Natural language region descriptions
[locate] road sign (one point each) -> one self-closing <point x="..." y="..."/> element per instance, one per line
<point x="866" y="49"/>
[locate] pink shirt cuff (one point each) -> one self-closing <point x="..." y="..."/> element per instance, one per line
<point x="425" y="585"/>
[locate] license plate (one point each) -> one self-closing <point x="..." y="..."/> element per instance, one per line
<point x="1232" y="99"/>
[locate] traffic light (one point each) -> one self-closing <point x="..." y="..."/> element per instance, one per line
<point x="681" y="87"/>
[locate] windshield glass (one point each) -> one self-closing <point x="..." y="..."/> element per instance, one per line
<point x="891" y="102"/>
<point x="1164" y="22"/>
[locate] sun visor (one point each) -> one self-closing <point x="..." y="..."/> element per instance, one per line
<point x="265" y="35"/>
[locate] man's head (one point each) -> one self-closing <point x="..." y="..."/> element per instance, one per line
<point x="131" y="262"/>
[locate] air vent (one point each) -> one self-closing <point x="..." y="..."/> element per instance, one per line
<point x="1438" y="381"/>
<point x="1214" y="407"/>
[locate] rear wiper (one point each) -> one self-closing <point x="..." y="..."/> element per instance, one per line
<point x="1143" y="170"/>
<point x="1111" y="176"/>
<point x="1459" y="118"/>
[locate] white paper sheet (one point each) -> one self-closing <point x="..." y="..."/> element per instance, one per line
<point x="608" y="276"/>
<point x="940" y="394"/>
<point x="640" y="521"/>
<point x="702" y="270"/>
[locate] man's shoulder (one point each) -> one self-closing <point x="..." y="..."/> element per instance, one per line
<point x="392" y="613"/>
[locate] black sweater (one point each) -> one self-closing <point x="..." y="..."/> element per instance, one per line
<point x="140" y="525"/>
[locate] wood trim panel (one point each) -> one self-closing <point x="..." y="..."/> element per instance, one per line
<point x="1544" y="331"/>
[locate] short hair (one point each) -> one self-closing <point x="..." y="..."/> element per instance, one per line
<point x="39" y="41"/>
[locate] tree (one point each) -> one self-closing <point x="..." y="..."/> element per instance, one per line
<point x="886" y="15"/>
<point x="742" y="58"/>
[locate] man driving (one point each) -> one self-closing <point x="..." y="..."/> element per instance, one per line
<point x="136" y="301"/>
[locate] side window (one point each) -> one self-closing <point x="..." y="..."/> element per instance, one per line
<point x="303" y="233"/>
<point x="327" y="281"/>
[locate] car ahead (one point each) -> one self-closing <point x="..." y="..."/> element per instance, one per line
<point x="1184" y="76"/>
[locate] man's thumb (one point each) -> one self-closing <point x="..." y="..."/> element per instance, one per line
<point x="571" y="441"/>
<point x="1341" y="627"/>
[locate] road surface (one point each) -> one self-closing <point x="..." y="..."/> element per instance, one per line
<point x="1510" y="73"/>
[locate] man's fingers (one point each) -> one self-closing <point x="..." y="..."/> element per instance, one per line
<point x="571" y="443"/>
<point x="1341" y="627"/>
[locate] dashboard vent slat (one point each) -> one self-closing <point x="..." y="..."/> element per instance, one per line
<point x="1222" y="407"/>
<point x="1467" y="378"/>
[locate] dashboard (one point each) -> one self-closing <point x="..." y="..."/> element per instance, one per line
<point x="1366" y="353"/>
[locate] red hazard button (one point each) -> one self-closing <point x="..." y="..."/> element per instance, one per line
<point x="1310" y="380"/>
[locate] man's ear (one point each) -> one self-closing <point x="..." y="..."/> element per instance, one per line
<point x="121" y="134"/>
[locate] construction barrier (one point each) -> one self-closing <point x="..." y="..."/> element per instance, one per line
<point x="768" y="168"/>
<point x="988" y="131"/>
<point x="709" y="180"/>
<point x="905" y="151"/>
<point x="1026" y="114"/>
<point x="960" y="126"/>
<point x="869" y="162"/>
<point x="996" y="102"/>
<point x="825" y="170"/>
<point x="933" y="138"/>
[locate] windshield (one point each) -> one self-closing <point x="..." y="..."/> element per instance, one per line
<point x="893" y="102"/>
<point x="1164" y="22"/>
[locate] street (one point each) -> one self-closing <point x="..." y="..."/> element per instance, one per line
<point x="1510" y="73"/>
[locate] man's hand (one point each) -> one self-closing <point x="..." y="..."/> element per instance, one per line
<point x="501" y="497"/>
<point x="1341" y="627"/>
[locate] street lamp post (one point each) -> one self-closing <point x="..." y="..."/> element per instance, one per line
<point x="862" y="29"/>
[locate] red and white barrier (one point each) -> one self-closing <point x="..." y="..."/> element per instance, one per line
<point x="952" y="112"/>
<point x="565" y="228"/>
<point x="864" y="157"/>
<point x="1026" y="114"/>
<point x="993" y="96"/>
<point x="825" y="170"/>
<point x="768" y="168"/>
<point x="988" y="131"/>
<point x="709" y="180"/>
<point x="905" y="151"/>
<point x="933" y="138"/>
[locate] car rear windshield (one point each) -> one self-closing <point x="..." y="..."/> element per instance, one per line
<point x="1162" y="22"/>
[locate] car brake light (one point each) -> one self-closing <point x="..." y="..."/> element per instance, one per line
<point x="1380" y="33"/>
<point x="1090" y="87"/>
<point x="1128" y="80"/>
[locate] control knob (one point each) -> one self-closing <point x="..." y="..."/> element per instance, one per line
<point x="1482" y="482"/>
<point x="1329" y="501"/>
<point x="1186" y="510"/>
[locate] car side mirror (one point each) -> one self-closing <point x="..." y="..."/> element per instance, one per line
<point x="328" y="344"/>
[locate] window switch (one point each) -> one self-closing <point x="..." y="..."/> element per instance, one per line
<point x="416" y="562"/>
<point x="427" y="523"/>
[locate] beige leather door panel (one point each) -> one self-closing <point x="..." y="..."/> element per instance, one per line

EXERCISE DESCRIPTION
Your task is to retype all of the lines above exactly.

RESULT OF THIS EXERCISE
[locate] road sign (one point each) -> one self-closing <point x="..." y="..."/> element per instance, one per line
<point x="866" y="49"/>
[locate] pink shirt cuff (one point each) -> one self-closing <point x="..." y="..."/> element per instance, one per line
<point x="425" y="585"/>
[locate] license plate (one point each) -> one self-closing <point x="..." y="..."/> element per instance, one per line
<point x="1232" y="99"/>
[locate] traffic light (one point each) -> one self-closing <point x="..." y="..."/> element per instance, one per line
<point x="681" y="87"/>
[locate] windshield glass (one point each) -> one self-closing <point x="..." y="..."/> element per instance, one per line
<point x="891" y="102"/>
<point x="1164" y="22"/>
[locate] sun visor (one point each) -> one self-closing <point x="..." y="..."/> element per instance, one per line
<point x="265" y="35"/>
[locate] man's head (one point each) -> one self-closing <point x="..." y="..."/> element per instance, one per line
<point x="131" y="262"/>
[locate] air vent (one point each) -> one self-closing <point x="..." y="..."/> element per instance, one per line
<point x="1438" y="381"/>
<point x="1214" y="407"/>
[locate] rear wiper (one point each) -> one self-closing <point x="..." y="..."/> element per instance, one per line
<point x="1143" y="170"/>
<point x="1111" y="176"/>
<point x="1459" y="118"/>
[locate] white paper sheet (one point each) -> one self-closing <point x="..." y="..."/> element per instance, one per line
<point x="608" y="276"/>
<point x="940" y="394"/>
<point x="640" y="521"/>
<point x="702" y="270"/>
[locate] man's shoulder (one point each) -> one self-closing <point x="..." y="..."/> element per instance, one per line
<point x="392" y="613"/>
[locate] black sweater (one point each) -> one self-closing <point x="..." y="..."/> element per instance, one per line
<point x="140" y="525"/>
[locate] wood trim panel (one point each) -> one self-closing <point x="..." y="..."/> element per instance, one per line
<point x="1544" y="331"/>
[locate] short hair (one point each) -> one self-closing <point x="..." y="..."/> element per instance, one per line
<point x="39" y="41"/>
[locate] tree (one point each) -> one self-closing <point x="..." y="..."/> element per instance, one per line
<point x="886" y="15"/>
<point x="742" y="58"/>
[locate] man driving (one point each) -> one self-closing <point x="..." y="..."/> element per instance, one per line
<point x="136" y="301"/>
[locate] side window (one point each) -> one self-closing <point x="..." y="..."/> element per instance, one per line
<point x="303" y="233"/>
<point x="327" y="281"/>
[locate] car ahead (one point each) -> one self-closing <point x="..." y="..."/> element per instance, one per line
<point x="1184" y="76"/>
[locate] man's thumb (one point each) -> one self-closing <point x="..." y="..."/> element per instance, one per line
<point x="571" y="441"/>
<point x="1341" y="627"/>
[locate] road surface (one point each) -> one self-closing <point x="..." y="..."/> element per instance, one per line
<point x="1510" y="73"/>
[locate] man's fingers (one point each) -> one self-closing <point x="..." y="..."/> element per instance, one per line
<point x="571" y="443"/>
<point x="1341" y="627"/>
[locate] dashboard vent slat (one point each) -> one self-closing <point x="..." y="..."/> element per instance, one per line
<point x="1222" y="407"/>
<point x="1467" y="378"/>
[locate] dashboard (one point each) -> one self-closing <point x="..." y="..."/> element per instance, one per line
<point x="1366" y="353"/>
[locate] red hazard button (one point each) -> one self-closing <point x="..." y="..."/> element per instance, one per line
<point x="1310" y="380"/>
[locate] man's ear (one point each) -> one self-closing <point x="..." y="..."/> element per instance, one per line
<point x="121" y="134"/>
[locate] construction barrier (one point each) -> one self-closing <point x="..." y="..."/> element per instance, one per line
<point x="768" y="168"/>
<point x="988" y="131"/>
<point x="709" y="180"/>
<point x="905" y="151"/>
<point x="1026" y="114"/>
<point x="960" y="126"/>
<point x="869" y="162"/>
<point x="996" y="102"/>
<point x="825" y="170"/>
<point x="933" y="138"/>
[locate] windshield (one point each) -> one self-closing <point x="..." y="..."/> element per instance, one per line
<point x="893" y="102"/>
<point x="1164" y="22"/>
[locate] street (one point each) -> one self-closing <point x="..." y="..."/> element per instance, one per line
<point x="1510" y="73"/>
[locate] man's hand (one point each) -> one self-closing <point x="..." y="..."/> element per instance, one per line
<point x="501" y="497"/>
<point x="1341" y="627"/>
[locate] street lamp post (one point each) -> one self-closing <point x="..." y="..."/> element per instance, one per line
<point x="862" y="29"/>
[locate] red and white barrier (one point each) -> one self-closing <point x="..." y="..."/> element per instance, one per line
<point x="952" y="112"/>
<point x="565" y="228"/>
<point x="864" y="157"/>
<point x="1026" y="114"/>
<point x="993" y="96"/>
<point x="825" y="170"/>
<point x="768" y="168"/>
<point x="988" y="131"/>
<point x="709" y="180"/>
<point x="905" y="151"/>
<point x="933" y="138"/>
[locate] car rear windshield (one point each) -> one self-closing <point x="..." y="..."/> element per instance, one per line
<point x="1162" y="22"/>
[locate] car brake light (one point each) -> one self-closing <point x="..." y="..."/> element per instance, one per line
<point x="1380" y="33"/>
<point x="1090" y="87"/>
<point x="1128" y="80"/>
[locate] control knob (one point each) -> one self-closing <point x="..." y="..."/> element per instance, one per line
<point x="1482" y="482"/>
<point x="1329" y="501"/>
<point x="1186" y="510"/>
[locate] car side mirror (one point each) -> one self-closing <point x="..." y="..."/> element per instance, one per line
<point x="328" y="344"/>
[locate] window switch (one point each) -> one self-closing <point x="..." y="..."/> element per instance, one per line
<point x="416" y="562"/>
<point x="427" y="523"/>
[locate] beige leather door panel (one point each) -> one self-closing <point x="..." y="..."/> element per instance, one per line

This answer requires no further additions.